───── Фрагмент документа ─────
Проникновенно пишется, с сердечным трепетом, яснее ясного становится, что и с деревней, и с народом, населяющим её, автор чувствует «самую жгучую, самую смертную связь», и кажется, будто сам он со всем этим прощается навеки, воспроизводя для нас последние разговоры жителей на этих лугах и поймах, у костра и у печи, в застолье, поспевая за милейшим Данилой Ивановичем, этим бессменным спутником в движении автора по кругам рая деревенской жизни: по детству и по старине.

В сравнении с мощью и красотой окружающей жизни совсем неважным кажется и то, «за что» отсидел в тюрьме Степан. Право, невелик грех… Да и срок отбывал он с чистой душой, с высокими мыслями.
─────
# Список заданий
[a] Перечислите все места, где, согласно отрывку, автор воспроизводит последние разговоры жителей деревни.
[b] Обновите часть отрывка, начиная со слов «Проникновенно пишется, с» и заканчивая словами «и по старине.», заменив «милейшим» на «добрейшим».
───── Фрагменты записей ─────
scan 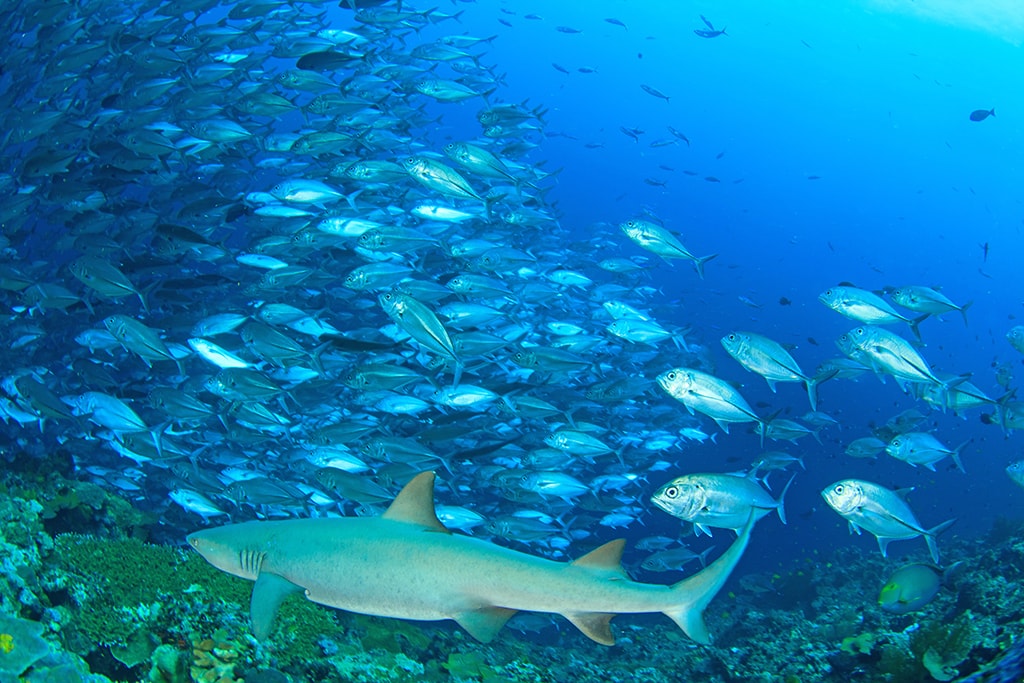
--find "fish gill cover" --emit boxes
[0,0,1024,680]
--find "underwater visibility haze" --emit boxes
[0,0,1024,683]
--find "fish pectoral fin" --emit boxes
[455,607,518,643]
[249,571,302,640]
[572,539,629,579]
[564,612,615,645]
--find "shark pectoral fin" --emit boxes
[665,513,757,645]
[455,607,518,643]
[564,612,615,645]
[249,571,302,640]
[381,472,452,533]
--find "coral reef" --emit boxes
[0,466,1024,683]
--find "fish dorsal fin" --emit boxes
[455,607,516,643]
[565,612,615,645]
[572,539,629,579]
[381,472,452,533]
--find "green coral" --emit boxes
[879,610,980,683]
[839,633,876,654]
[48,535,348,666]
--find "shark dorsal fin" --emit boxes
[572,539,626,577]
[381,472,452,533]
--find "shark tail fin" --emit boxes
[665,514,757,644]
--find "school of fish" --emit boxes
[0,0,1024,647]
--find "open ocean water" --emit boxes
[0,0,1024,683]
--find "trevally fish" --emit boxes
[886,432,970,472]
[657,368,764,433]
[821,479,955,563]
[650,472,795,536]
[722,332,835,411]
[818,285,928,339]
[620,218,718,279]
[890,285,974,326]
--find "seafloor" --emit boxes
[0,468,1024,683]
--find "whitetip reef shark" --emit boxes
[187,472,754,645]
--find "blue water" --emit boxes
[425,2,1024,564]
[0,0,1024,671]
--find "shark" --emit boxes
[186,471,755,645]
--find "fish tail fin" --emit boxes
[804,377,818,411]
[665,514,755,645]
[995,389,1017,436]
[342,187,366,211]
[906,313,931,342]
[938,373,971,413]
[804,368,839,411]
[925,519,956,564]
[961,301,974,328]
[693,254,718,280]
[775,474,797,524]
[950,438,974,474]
─────
───── Фрагменты записей ─────
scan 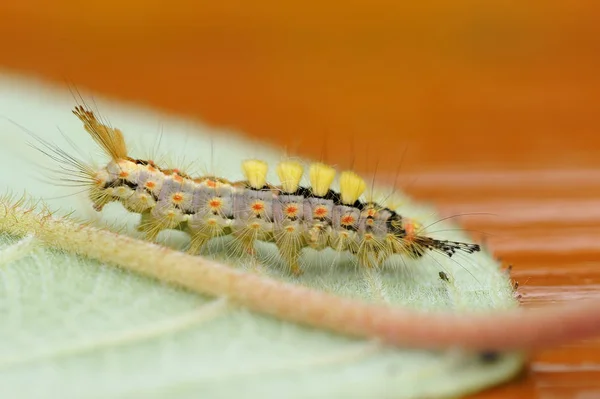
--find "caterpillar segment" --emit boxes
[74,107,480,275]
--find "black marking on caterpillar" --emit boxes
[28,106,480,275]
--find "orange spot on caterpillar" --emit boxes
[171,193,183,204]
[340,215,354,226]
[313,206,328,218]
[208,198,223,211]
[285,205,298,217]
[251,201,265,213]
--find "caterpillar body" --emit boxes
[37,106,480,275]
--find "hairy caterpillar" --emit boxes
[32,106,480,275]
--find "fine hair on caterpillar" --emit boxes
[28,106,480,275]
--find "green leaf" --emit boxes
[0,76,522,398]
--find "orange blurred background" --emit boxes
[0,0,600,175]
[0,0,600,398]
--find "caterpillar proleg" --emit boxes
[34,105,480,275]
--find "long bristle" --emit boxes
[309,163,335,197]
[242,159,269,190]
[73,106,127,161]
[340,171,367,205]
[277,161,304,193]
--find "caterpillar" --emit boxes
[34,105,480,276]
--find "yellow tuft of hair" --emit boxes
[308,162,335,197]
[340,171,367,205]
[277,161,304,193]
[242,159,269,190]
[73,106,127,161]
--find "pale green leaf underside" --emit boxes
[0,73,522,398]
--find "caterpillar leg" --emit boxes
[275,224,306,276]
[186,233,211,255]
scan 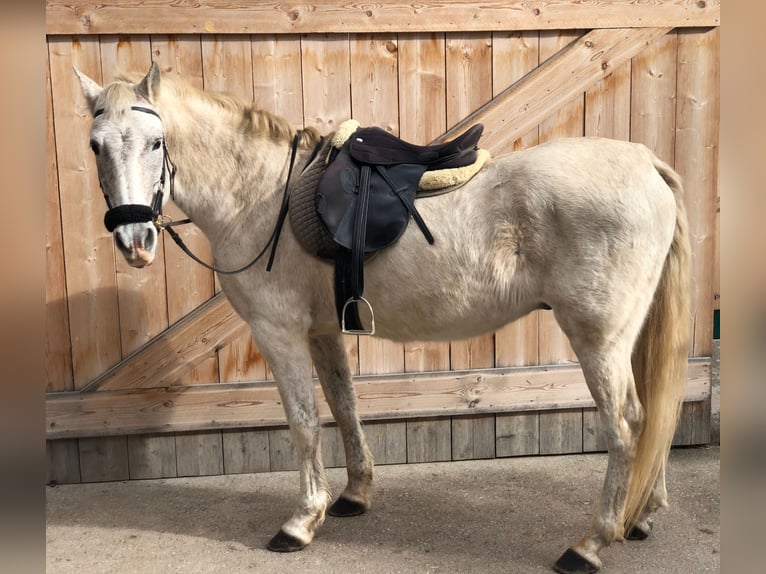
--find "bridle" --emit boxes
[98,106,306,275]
─────
# Ответы по порядку
[a] На лугах, в поймах, у костра, у печи, в застолье.

[b]
Проникновенно пишется, с сердечным трепетом, яснее ясного становится, что и с деревней, и с народом, населяющим её, автор чувствует «самую жгучую, самую смертную связь», и кажется, будто сам он со всем этим прощается навеки, воспроизводя для нас последние разговоры жителей на этих лугах и поймах, у костра и у печи, в застолье, поспевая за добрейшим Данилой Ивановичем, этим бессменным спутником в движении автора по кругам рая деревенской жизни: по детству и по старине.